Exercise prompt
Copy every one of the records below word for word, leaving the pictures out.

Records for the exercise

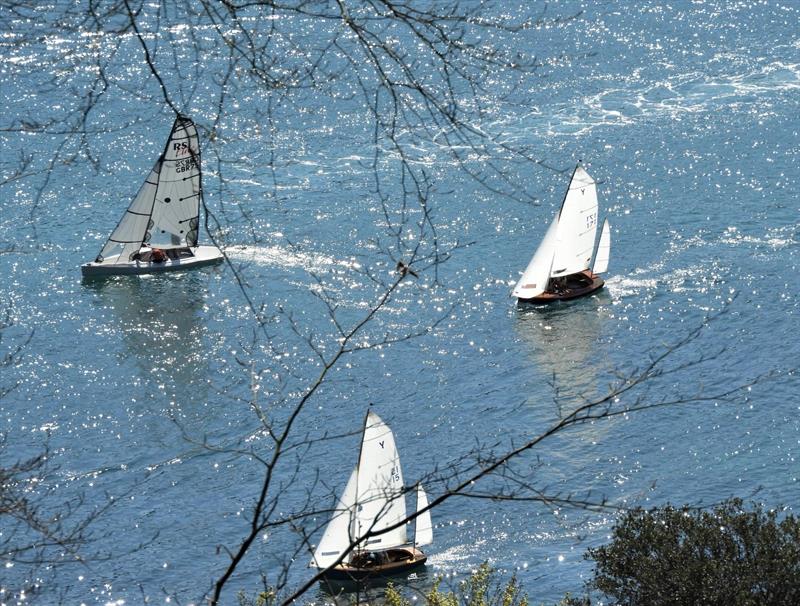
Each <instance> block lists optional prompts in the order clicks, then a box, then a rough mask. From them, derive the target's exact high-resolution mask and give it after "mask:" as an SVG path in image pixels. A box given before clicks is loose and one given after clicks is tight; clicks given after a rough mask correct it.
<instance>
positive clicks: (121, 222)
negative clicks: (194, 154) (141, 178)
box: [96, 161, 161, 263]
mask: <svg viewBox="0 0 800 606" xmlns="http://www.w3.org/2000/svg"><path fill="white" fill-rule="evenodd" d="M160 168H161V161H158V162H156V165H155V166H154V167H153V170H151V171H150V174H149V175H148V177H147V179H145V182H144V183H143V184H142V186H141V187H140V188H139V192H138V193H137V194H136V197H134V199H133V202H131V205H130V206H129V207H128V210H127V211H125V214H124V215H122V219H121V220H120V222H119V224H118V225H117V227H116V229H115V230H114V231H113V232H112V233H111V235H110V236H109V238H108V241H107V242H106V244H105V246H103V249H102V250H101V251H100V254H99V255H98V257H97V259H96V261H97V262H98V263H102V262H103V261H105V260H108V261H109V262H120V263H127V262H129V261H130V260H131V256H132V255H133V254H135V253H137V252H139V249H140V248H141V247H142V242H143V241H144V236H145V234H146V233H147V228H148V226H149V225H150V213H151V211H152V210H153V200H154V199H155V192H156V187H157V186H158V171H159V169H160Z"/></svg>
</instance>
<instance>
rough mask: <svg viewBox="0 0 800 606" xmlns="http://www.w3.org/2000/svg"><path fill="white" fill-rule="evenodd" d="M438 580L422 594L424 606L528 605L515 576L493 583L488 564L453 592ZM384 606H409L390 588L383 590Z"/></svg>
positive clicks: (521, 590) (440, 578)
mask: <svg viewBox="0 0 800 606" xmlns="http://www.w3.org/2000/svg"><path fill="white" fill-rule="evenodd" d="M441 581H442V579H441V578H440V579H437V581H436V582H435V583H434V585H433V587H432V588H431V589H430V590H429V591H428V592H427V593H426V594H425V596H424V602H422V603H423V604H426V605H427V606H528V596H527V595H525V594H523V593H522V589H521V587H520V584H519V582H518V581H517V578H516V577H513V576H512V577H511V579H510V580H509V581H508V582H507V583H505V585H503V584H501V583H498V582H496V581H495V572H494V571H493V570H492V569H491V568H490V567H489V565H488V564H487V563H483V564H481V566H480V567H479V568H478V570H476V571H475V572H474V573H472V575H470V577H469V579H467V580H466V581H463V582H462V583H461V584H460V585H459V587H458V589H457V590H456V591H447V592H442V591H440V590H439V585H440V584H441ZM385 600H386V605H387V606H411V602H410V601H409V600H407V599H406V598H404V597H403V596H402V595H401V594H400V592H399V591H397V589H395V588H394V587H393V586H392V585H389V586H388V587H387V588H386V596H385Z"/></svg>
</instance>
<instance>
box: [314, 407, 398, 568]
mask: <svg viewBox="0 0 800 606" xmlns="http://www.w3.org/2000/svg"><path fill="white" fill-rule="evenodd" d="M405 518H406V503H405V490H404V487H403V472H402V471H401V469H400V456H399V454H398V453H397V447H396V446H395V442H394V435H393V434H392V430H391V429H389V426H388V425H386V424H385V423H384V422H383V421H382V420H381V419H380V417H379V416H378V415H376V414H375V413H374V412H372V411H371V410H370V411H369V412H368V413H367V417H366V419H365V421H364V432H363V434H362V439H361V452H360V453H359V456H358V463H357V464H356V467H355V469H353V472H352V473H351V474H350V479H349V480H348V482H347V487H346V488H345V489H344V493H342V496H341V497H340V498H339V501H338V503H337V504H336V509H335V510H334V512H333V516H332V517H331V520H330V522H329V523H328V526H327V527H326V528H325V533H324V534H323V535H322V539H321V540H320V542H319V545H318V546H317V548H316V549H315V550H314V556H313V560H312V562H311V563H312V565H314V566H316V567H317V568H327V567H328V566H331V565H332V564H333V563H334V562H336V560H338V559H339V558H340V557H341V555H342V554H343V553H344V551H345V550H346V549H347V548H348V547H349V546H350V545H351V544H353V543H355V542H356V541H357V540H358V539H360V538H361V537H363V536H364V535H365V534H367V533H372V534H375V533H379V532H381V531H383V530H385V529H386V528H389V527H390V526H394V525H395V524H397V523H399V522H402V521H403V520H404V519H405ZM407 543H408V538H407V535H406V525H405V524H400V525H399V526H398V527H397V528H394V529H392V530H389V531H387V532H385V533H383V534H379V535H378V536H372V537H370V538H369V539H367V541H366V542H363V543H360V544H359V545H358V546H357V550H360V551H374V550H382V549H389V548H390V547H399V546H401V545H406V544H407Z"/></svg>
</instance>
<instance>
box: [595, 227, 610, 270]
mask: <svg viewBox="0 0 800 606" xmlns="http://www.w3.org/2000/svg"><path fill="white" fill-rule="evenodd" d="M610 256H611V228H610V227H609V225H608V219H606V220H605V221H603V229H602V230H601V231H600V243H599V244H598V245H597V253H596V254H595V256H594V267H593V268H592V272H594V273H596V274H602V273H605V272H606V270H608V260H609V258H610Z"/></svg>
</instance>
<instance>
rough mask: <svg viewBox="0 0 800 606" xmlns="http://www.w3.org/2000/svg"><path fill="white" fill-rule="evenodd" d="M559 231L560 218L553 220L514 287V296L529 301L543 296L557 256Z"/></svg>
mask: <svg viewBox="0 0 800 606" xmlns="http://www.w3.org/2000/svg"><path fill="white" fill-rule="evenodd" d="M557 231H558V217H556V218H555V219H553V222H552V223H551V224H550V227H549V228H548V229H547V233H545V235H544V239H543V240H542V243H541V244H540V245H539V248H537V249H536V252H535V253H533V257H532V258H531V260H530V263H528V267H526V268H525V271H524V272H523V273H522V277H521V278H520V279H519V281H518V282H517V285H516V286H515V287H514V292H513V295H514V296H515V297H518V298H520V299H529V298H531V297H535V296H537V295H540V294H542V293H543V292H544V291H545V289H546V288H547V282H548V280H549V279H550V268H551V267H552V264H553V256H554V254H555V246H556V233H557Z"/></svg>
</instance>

Answer to the exercise
Each <instance> block lists optional prompts in the order clicks, then a box, then a rough mask. From them, derive the target's exact high-resolution mask and give it after "mask:" as an SVG path in image pixels. A box given before clicks is loose and one given after clicks is tight; clicks given after a rough mask correct it.
<instance>
positive clicks: (121, 222)
negative clicks: (194, 154) (141, 178)
box: [96, 161, 161, 263]
mask: <svg viewBox="0 0 800 606" xmlns="http://www.w3.org/2000/svg"><path fill="white" fill-rule="evenodd" d="M160 168H161V161H158V162H156V165H155V166H154V167H153V170H151V171H150V174H149V175H148V177H147V179H145V182H144V183H143V184H142V186H141V187H140V188H139V192H138V193H137V194H136V197H134V199H133V202H131V205H130V206H129V207H128V210H127V211H125V214H124V215H122V219H121V220H120V222H119V224H118V225H117V227H116V229H115V230H114V231H113V232H112V233H111V235H110V236H109V238H108V241H107V242H106V244H105V246H103V249H102V250H101V251H100V254H99V255H98V257H97V259H96V261H97V262H98V263H102V262H103V261H105V260H108V261H109V262H120V263H127V262H129V261H130V260H131V256H132V255H133V254H135V253H137V252H139V249H140V248H141V247H142V242H143V241H144V236H145V234H146V233H147V228H148V226H149V225H150V213H151V211H152V210H153V200H154V199H155V192H156V187H157V186H158V171H159V169H160Z"/></svg>
</instance>
<instance>
rough mask: <svg viewBox="0 0 800 606" xmlns="http://www.w3.org/2000/svg"><path fill="white" fill-rule="evenodd" d="M438 580L422 594L424 606L528 605L515 576L493 583L488 564L453 592ZM384 606H409L390 588L383 590Z"/></svg>
positive clicks: (521, 590) (440, 578)
mask: <svg viewBox="0 0 800 606" xmlns="http://www.w3.org/2000/svg"><path fill="white" fill-rule="evenodd" d="M441 581H442V579H441V578H440V579H437V581H436V582H435V583H434V585H433V587H432V588H431V589H430V590H429V591H428V592H427V593H426V594H425V596H424V602H422V603H423V604H426V605H427V606H528V596H527V595H525V594H523V593H522V589H521V587H520V584H519V582H518V581H517V578H516V577H513V576H512V577H511V579H510V580H509V581H508V582H507V583H505V585H503V584H501V583H498V582H496V581H495V572H494V571H493V570H492V569H491V568H490V567H489V565H488V564H487V563H483V564H481V566H480V567H479V568H478V570H476V571H475V572H474V573H472V575H470V577H469V579H467V580H466V581H463V582H462V583H461V584H460V585H459V587H458V589H457V590H456V591H447V592H442V591H440V590H439V585H440V584H441ZM385 600H386V605H387V606H411V602H410V601H409V600H407V599H406V598H404V597H403V596H402V595H401V594H400V592H399V591H397V589H395V588H394V587H393V586H392V585H389V586H388V587H387V588H386V596H385Z"/></svg>
</instance>
<instance>
box: [314, 407, 398, 568]
mask: <svg viewBox="0 0 800 606" xmlns="http://www.w3.org/2000/svg"><path fill="white" fill-rule="evenodd" d="M405 518H406V503H405V490H404V487H403V472H402V471H401V469H400V456H399V454H398V453H397V447H396V446H395V442H394V435H393V434H392V430H391V429H389V426H388V425H386V424H385V423H384V422H383V421H382V420H381V419H380V417H379V416H378V415H376V414H375V413H374V412H372V411H371V410H370V411H369V412H368V413H367V417H366V419H365V421H364V432H363V434H362V439H361V452H360V453H359V456H358V463H357V464H356V467H355V469H353V472H352V473H351V474H350V479H349V480H348V482H347V487H346V488H345V489H344V493H342V496H341V497H340V498H339V501H338V503H337V504H336V509H335V510H334V512H333V516H332V517H331V520H330V522H329V523H328V526H327V527H326V528H325V533H324V534H323V535H322V539H321V540H320V542H319V545H318V546H317V548H316V549H315V550H314V556H313V560H312V562H311V563H312V565H314V566H316V567H317V568H327V567H328V566H331V565H332V564H333V563H334V562H336V560H338V559H339V558H340V557H341V555H342V554H343V553H344V551H345V550H346V549H347V548H348V547H349V546H350V545H351V544H353V543H355V542H356V541H357V540H358V539H360V538H361V537H363V536H364V535H365V534H367V533H372V534H375V533H379V532H381V531H383V530H385V529H386V528H389V527H390V526H394V525H395V524H397V523H399V522H402V521H403V520H404V519H405ZM407 543H408V538H407V535H406V525H405V524H400V525H399V526H398V527H397V528H394V529H392V530H389V531H387V532H385V533H383V534H379V535H378V536H372V537H370V538H369V539H367V541H366V542H363V543H360V544H359V545H358V546H357V550H360V551H374V550H382V549H389V548H390V547H399V546H401V545H406V544H407Z"/></svg>
</instance>
<instance>
box: [595, 227, 610, 270]
mask: <svg viewBox="0 0 800 606" xmlns="http://www.w3.org/2000/svg"><path fill="white" fill-rule="evenodd" d="M610 256H611V228H610V227H609V225H608V219H606V220H605V221H603V229H602V230H601V231H600V243H599V244H598V245H597V253H596V254H595V256H594V267H593V268H592V272H594V273H596V274H602V273H605V272H606V270H608V260H609V258H610Z"/></svg>
</instance>
<instance>
rough mask: <svg viewBox="0 0 800 606" xmlns="http://www.w3.org/2000/svg"><path fill="white" fill-rule="evenodd" d="M559 231L560 218L553 220L514 287V296L529 301L543 296L557 256Z"/></svg>
mask: <svg viewBox="0 0 800 606" xmlns="http://www.w3.org/2000/svg"><path fill="white" fill-rule="evenodd" d="M557 231H558V217H556V218H555V219H553V222H552V223H551V224H550V227H549V228H548V229H547V233H545V235H544V239H543V240H542V243H541V244H540V245H539V248H537V249H536V252H535V253H533V257H532V258H531V260H530V263H528V267H526V268H525V271H524V272H523V273H522V277H521V278H520V279H519V281H518V282H517V285H516V286H515V287H514V292H513V295H514V296H515V297H518V298H520V299H529V298H531V297H535V296H537V295H540V294H542V293H543V292H544V291H545V289H546V288H547V282H548V280H549V279H550V268H551V267H552V264H553V256H554V254H555V246H556V233H557Z"/></svg>
</instance>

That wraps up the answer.